━━ Quoted text ━━

It is impossible [for people] to give true judgement when their own interests and their own feelings are involved. So it is clear that the search for what is just is a search for the mean; for the law is the means. - Aristotle, Politics. c.334-23 BC.

It is always the weaker who go in search of justice and equality; the strong reck nothing of them, - Aristotle, Politics. c.334-23 BC.


The only stable state is the one in which all men are equal before the law. - Aristotle, Politics. c.334-23 BC.

The law is reason unaffected by desire. - Aristotle, Politics. c.334-23 BC.

Law contains no element of passion; but such an element must always be present in the human mind. - Aristotle, Politics. c.334-23 BC.

Whereas the law is passionless, passion must ever sway the heart of man. - Aristotle, Politics. c.334-23 BC.

The law has no power to secure obedience save the power of habit, and that takes a long time to become effective. Hence easy change from established laws to new laws means weakening the power of the law. - Aristotle, Politics. c.334-23 BC.

A man will receive less benefit from changing the law than damage from becoming accustomed to disobey authority. - Aristotle, Politics. c.334-23 BC.

Customary laws influence us more crucially, and in more crucial ways, than written laws. - Aristotle, Politics. c.334-23 BC.

All who are anxious to ensure government under good laws make it their business to have an eye to the virtue and vice of the citizens. - Aristotle, Politics. c.334-23 BC.

Every human soul must have feelings, whereas a law has none; but in compensation, one might say, a man will give sounder counsel than law in individual cases. - Aristotle, Politics. c.334-23 BC.

All law is universal, but about some things it is not possible to make a universal statement which shall be correct. - Aristotle, Ethics. c.334-23 B.C.


Legislators make their citizens good by habituation; this is the intention of every legislator, and those who do not carry it out fail of their object. This is what makes the difference between a good constitution and a bad one. - Aristotle, Ethics. c.334-23 B.C.

The habit of lightly changing the laws is an evil... for the law has no power to command obedience except that of habit, which can only be given by time, so that a readiness to change from old to new laws enfeebles the power of the law. - Aristotle, Politics. c.334-23 BC.


It is the task of a sound legislator to survey the state, the clan, and every association and to see how they can be brought to share in the good life and in whatever degree of happiness is possible for them. - Aristotle, Politics. c.334-23 BC.


Most prodigal people also take from the wrong sources, and on this account they are illiberal; they become acquisitive because they want to spend money and cannot do so readily, since their resources quickly run out; so they are forced to get a supply from [elsewhere]. What is more, since they care nothing for honorable conduct, they take money irresponsibly from any source; because they are eager to give, and it makes no difference to them how or from where they get it. For this very reason their gifts are not liberal either, because they are not fine, nor given from a fine motive, nor in the right degree. - Aristotle, Ethics. c.334-23 B.C.

━━━
━━ Extracted entries ━━

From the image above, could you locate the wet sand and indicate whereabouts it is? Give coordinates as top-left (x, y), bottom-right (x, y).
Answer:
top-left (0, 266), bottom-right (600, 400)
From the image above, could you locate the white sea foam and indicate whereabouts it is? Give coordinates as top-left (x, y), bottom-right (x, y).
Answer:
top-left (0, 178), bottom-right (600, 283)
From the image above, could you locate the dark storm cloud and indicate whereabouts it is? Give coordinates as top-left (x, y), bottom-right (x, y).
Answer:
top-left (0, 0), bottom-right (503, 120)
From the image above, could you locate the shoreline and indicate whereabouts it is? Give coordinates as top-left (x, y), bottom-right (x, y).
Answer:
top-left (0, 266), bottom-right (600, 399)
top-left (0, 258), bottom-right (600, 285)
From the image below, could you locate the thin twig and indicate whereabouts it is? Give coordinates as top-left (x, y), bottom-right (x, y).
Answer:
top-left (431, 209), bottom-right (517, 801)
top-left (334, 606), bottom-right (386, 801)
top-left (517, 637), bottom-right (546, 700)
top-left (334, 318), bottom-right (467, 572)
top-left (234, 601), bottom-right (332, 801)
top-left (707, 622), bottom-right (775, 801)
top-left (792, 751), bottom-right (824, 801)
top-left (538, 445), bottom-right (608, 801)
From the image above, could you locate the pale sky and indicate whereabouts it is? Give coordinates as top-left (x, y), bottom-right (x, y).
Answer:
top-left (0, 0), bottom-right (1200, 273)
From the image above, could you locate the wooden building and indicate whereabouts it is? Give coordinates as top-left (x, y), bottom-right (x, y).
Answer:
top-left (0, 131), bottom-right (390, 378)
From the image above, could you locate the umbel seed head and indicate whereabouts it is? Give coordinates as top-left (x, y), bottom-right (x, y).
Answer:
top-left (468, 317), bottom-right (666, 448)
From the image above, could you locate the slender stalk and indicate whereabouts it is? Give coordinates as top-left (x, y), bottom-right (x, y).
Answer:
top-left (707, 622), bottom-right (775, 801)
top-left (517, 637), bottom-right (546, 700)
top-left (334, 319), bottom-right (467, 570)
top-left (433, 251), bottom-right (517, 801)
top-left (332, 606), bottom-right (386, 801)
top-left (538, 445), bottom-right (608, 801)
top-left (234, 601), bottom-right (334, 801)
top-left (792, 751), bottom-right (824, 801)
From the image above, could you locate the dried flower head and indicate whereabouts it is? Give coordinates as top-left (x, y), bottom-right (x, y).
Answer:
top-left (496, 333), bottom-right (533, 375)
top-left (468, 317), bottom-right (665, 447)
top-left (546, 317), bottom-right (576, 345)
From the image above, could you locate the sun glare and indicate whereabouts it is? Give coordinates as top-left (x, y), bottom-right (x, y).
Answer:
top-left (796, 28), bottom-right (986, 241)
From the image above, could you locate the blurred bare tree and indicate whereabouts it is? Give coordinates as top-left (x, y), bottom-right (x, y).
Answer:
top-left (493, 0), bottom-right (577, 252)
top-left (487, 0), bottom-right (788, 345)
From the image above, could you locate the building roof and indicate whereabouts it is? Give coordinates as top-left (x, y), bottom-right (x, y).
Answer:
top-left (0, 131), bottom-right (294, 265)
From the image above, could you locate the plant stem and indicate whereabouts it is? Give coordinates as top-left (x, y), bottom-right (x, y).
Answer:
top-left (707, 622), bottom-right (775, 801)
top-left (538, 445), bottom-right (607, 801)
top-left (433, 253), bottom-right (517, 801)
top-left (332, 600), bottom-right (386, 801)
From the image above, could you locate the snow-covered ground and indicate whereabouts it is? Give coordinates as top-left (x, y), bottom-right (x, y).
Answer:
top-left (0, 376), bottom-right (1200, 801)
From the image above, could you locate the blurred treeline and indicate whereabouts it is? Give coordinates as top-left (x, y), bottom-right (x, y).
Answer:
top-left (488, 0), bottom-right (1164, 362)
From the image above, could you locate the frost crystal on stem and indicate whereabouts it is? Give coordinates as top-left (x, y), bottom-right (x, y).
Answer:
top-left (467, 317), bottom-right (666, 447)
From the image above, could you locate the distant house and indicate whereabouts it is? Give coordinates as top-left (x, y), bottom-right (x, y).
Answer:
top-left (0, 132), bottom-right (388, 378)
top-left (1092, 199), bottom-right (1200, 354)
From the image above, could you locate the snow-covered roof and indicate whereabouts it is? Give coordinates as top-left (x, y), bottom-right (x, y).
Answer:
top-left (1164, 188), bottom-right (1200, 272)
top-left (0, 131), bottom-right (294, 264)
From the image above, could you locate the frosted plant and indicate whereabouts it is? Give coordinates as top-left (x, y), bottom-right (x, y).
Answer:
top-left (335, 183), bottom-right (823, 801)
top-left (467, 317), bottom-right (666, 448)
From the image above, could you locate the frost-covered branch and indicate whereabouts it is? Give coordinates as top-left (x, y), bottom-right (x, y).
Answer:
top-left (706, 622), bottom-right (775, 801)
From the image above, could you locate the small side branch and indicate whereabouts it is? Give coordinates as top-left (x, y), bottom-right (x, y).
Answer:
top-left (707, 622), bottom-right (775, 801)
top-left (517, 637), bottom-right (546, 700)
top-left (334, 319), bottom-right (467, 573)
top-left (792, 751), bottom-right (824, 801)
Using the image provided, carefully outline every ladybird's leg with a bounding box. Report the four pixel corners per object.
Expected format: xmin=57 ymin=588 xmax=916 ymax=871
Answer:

━━━
━━ Extracted entries ━━

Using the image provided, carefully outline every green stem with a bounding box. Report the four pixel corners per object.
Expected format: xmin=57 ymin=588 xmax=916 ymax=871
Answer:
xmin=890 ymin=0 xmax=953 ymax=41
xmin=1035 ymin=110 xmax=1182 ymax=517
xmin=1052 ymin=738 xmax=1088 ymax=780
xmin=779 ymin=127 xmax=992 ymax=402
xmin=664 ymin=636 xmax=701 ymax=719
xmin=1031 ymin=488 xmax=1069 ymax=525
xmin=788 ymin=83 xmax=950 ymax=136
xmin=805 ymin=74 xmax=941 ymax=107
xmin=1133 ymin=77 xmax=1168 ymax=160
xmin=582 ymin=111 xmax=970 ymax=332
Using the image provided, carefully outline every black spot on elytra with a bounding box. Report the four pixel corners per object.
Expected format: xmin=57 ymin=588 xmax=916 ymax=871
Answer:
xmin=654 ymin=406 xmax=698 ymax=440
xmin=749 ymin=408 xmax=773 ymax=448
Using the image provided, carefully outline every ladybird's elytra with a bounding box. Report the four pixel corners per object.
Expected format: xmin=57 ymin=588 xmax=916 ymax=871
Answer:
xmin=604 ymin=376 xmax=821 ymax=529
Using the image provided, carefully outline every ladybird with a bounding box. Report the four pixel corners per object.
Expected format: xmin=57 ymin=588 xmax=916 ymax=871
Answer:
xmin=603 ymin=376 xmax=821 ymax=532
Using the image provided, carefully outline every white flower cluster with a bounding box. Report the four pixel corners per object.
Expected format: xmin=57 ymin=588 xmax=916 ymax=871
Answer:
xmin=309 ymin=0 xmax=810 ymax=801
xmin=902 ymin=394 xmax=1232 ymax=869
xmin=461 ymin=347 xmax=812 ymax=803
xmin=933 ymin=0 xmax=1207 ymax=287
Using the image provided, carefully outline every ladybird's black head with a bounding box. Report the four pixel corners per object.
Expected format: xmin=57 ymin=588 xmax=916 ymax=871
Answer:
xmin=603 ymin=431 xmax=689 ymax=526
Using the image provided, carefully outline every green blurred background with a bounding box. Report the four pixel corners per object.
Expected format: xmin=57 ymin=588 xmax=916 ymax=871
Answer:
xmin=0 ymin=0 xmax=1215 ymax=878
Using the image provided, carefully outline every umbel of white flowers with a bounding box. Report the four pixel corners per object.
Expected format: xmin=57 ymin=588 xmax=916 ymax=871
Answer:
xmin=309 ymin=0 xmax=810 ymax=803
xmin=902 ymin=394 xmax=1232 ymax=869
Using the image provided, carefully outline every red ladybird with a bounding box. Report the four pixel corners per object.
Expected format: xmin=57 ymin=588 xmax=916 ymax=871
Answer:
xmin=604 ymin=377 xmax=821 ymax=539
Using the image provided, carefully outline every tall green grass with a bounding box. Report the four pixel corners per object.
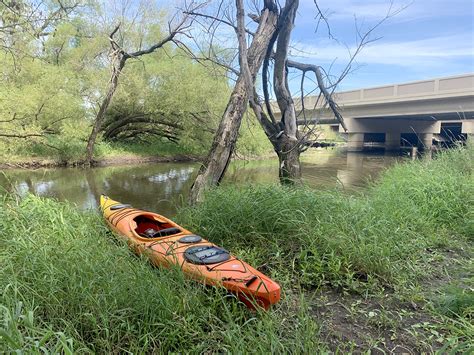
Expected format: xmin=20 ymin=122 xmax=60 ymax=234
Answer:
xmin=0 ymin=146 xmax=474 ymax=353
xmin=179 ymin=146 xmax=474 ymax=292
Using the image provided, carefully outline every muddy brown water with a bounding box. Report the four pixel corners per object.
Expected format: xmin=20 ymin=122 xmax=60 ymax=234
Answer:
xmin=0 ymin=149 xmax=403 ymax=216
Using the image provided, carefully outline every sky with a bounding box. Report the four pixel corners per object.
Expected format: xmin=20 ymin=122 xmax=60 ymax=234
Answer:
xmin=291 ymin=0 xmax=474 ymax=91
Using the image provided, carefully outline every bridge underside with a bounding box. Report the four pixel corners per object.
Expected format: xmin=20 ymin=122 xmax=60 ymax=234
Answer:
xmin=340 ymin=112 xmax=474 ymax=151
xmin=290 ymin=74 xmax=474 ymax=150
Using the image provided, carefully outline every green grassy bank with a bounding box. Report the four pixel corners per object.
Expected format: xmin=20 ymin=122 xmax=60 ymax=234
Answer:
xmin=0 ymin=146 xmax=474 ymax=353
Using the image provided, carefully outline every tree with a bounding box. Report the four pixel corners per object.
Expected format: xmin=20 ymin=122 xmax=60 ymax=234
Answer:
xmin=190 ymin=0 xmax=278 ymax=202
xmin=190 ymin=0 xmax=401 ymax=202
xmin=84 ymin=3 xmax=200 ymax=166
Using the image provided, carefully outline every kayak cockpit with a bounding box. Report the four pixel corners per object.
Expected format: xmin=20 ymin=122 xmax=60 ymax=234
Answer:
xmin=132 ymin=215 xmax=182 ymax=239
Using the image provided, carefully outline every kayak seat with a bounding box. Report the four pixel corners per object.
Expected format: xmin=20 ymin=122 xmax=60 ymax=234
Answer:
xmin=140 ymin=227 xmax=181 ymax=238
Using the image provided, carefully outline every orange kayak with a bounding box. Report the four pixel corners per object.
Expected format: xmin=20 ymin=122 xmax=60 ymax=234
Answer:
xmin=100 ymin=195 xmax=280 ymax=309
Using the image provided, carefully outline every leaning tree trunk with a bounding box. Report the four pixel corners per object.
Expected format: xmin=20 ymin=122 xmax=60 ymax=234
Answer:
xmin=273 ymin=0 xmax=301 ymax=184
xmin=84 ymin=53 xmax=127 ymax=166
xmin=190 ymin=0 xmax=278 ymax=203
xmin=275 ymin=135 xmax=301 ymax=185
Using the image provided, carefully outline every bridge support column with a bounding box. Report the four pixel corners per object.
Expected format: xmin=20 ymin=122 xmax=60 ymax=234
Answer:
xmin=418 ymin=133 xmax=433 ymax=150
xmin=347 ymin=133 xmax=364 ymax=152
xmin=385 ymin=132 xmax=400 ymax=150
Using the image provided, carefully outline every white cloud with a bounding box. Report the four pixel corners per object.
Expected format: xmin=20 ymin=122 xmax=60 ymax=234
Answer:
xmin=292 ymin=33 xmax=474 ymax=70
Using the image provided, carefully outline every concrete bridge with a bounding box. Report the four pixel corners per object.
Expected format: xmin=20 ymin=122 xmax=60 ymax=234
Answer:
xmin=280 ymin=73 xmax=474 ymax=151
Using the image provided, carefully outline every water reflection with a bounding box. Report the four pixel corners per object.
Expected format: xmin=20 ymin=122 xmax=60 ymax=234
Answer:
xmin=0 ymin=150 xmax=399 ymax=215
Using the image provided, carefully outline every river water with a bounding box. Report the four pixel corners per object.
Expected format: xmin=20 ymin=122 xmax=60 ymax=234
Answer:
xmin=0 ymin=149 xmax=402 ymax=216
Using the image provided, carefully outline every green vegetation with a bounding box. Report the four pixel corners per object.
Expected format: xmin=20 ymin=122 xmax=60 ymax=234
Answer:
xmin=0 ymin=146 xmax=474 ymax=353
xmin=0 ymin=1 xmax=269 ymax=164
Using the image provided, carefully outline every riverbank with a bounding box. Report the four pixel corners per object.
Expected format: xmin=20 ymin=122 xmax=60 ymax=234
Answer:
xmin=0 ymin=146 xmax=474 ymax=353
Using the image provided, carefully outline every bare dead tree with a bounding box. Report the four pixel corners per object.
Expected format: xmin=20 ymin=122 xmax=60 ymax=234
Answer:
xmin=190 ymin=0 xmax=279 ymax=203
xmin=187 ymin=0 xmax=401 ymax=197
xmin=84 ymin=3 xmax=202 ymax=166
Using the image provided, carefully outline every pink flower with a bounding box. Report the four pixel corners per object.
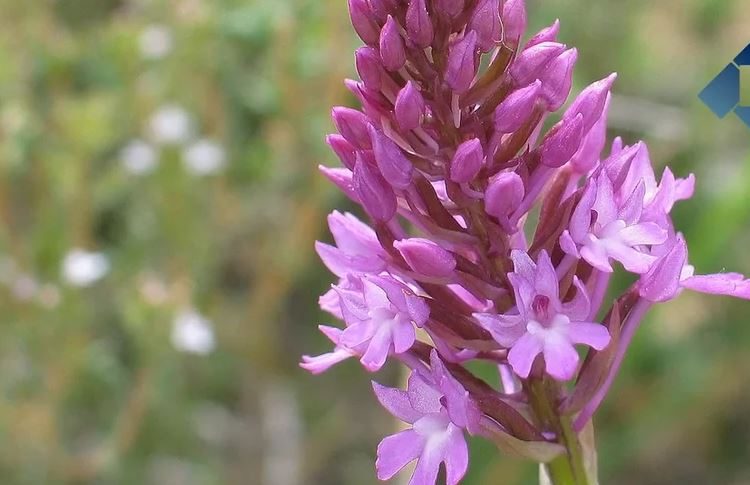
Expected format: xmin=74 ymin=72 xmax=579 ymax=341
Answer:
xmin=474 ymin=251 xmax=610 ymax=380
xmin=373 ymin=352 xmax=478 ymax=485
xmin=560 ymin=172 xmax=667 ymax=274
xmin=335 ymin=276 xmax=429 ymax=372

━━━

*Work to complete:*
(1) Answer these from the Aristotle quotations:
(a) Who goes in search of justice and equality?
(b) Which state is the only stable one?
(c) By what means do legislators make their citizens good?
(2) Give the first five words of every entry in the Aristotle quotations that is attributed to Ethics.
(3) Extend the Aristotle quotations with further entries after the last one, keeping the same format.

*Answer list:*
(1)
(a) The weaker.
(b) The one in which all men are equal before the law.
(c) By habituation.

(2)
All law is universal, but
Legislators make their citizens good
Most prodigal people also take

(3)
There is a very great pleasure in helping and doing favors to friends and strangers and associates.... The abolition of private property will mean that no man will be seen to be liberal and no man will ever do any act of liberality; for it is in the use of articles of property that liberality is practised. - Aristotle, Politics. c.334-23 BC.


It is impossible for the whole to be happy, unless the majority, if not actually all, or at any rate some, parts possess happiness. For happiness is a very different thing from evenness: two odd numbers added together make an even number, but two unhappy sections cannot add up to a happy state. - Aristotle, Politics. c.334-23 BC.

It is possible that the many, no one of whom taken singly is a sound man, may yet, taken all together, be better than the few, not individually but collectively, in the same way that a feast to which all contribute is better than one supplied at one man's expense. - Aristotle, Politics. c.334-23 BC.

The many may urge their claims against the few: taken together and compared with the few they are stronger, richer, and better. - Aristotle, Politics. c.334-23 BC.


The real difference between man and other animals is that humans alone have perception of good and evil, just and unjust, etc. It is the sharing of a common view in these matters that makes a household and a state. - Aristotle, Politics. c.334-23 BC.

Man is an animal impelled by his nature to live in a Polis. - Aristotle, Politics. c.334-23 BC.


An individual ruler, if he has been well educated by law, gives good decisions; but he has only one pair of eyes and ears, one pair of feet and hands and it would be a paradox if he had better vision in judgement and action than many men with many pairs. Monarchical rulers, as we see even in our own times, appoint large numbers of men to be their eyes and ears, hands and feet; for such people as are friendly to themselves and to their rule, they make shares in it. - Aristotle, Politics. c.334 23 BC.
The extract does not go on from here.